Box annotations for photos
-------

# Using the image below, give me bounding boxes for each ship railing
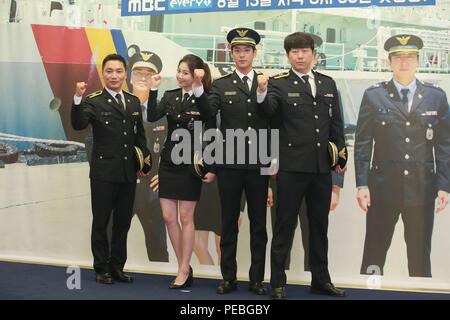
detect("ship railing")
[162,33,345,70]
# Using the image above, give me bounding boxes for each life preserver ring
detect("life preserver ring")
[34,142,79,158]
[0,143,19,164]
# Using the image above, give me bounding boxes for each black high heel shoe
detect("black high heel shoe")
[169,272,194,289]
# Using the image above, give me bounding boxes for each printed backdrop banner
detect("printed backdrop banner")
[0,1,450,292]
[122,0,436,16]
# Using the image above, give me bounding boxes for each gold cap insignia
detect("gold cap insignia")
[395,36,411,46]
[236,30,248,38]
[141,52,153,61]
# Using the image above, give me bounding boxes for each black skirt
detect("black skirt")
[159,159,203,201]
[194,178,222,236]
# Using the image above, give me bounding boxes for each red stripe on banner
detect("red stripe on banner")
[32,25,102,142]
[31,25,92,63]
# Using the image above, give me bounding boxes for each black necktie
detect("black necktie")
[400,88,409,108]
[302,74,312,95]
[242,76,250,92]
[116,93,125,111]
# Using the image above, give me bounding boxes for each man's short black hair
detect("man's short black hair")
[102,53,127,70]
[284,32,314,54]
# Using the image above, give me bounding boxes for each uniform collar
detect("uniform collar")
[235,69,255,82]
[392,78,417,97]
[291,68,315,80]
[181,88,194,97]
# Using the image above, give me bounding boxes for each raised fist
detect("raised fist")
[194,69,205,87]
[256,74,269,93]
[150,74,161,89]
[75,82,87,97]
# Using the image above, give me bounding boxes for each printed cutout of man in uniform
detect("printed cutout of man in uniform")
[128,45,169,262]
[267,50,345,271]
[355,34,450,277]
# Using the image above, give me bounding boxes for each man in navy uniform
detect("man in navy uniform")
[199,28,268,295]
[128,45,169,262]
[355,34,450,277]
[258,32,346,299]
[71,54,150,284]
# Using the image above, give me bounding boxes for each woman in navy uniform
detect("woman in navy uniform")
[199,28,269,295]
[355,34,450,277]
[128,45,169,262]
[147,54,211,289]
[71,54,150,284]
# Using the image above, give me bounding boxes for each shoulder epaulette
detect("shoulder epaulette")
[122,90,139,99]
[87,90,103,98]
[367,81,389,90]
[216,73,232,80]
[420,81,443,91]
[272,72,289,79]
[314,71,333,79]
[166,88,181,92]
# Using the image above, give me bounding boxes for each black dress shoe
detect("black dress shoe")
[111,270,133,283]
[248,282,267,295]
[270,287,286,300]
[169,272,194,289]
[216,280,237,294]
[311,282,345,297]
[95,272,114,284]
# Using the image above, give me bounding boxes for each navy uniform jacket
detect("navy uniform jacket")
[260,70,345,173]
[71,90,149,183]
[147,88,207,162]
[355,80,450,206]
[199,72,269,169]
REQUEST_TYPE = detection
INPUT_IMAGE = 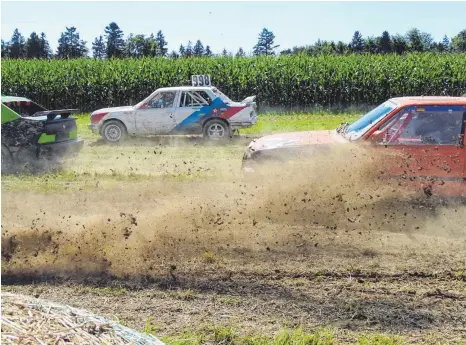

-------

Your objective
Can you copy out every item above word for word, leaving the pictures out of your answer?

Response to this task
# Using the image below, give me bounding boxes for each ship railing
detect("ship railing")
[162,33,345,70]
# Using the image above, give me bounding boxes for each life preserver ring
detect("life preserver ring")
[34,142,79,158]
[0,143,19,164]
# Using the image above, give me bounding boxes for each black high heel shoe
detect("black high heel shoe")
[169,272,194,289]
# Using the image above, give me bounding boxes for each printed backdrop banner
detect("printed backdrop banner")
[0,1,450,292]
[122,0,436,16]
# Using the image above, give me bounding boxes for each gold cap insignia
detect("gold cap insignia")
[395,36,411,46]
[236,30,248,38]
[141,52,153,61]
# Using the image above, give me bounding boxes for each black skirt
detect("black skirt")
[159,159,203,201]
[194,178,222,236]
# Using the image above, give me bounding boxes for each red stripe on banner
detect("red stripe on banner")
[32,25,102,142]
[31,25,92,63]
# Using the image above, give me bounding boxes for each black necktie
detect("black necktie")
[400,88,409,108]
[302,74,312,95]
[242,76,250,92]
[116,93,125,111]
# Using the image above, give me bounding boxes for each man's short black hair
detect("man's short black hair")
[102,53,127,70]
[284,32,314,54]
# Using the image above, give me bounding boxes for each uniform collar
detect("uniform collar")
[235,69,255,82]
[392,78,417,97]
[291,68,315,80]
[181,88,194,97]
# Using the image above, give me bounding boxes for each raised fist
detect("raised fist")
[194,69,205,87]
[256,74,269,93]
[150,74,161,89]
[75,82,87,97]
# Using the image above, give me bounding boxes for each printed cutout of man in uniform
detect("printed cutout of man in uniform")
[128,45,169,262]
[267,50,345,271]
[355,34,450,277]
# Using the image above, give me bounding boxes for each man in navy uniform
detect("man in navy uniform")
[199,28,268,295]
[128,45,169,262]
[355,34,450,277]
[258,32,346,299]
[71,54,150,284]
# Using the image above, give me bounding boxes for each woman in navy uniform
detect("woman in navy uniform")
[199,28,269,295]
[355,34,450,277]
[128,45,169,262]
[147,54,211,289]
[71,54,150,284]
# Using the image above, give me bounding boxes for each shoulder epaulette
detect("shoulder epaulette")
[122,90,139,99]
[87,90,103,98]
[367,81,389,90]
[216,73,232,80]
[420,81,443,91]
[272,72,289,79]
[314,71,333,79]
[166,88,181,92]
# Using the image above, give me bounding boxes for each black dress shoe
detect("black dress shoe")
[111,270,133,283]
[248,282,267,295]
[270,287,286,300]
[169,272,194,289]
[216,280,237,294]
[311,282,345,297]
[95,272,114,284]
# Using the image above, give me bounding boxes for each navy uniform jacket
detect("navy uniform jacket")
[260,70,345,173]
[71,90,149,183]
[147,88,207,162]
[355,80,450,206]
[199,72,269,169]
REQUEST_TYPE = detection
INPUT_IMAGE = 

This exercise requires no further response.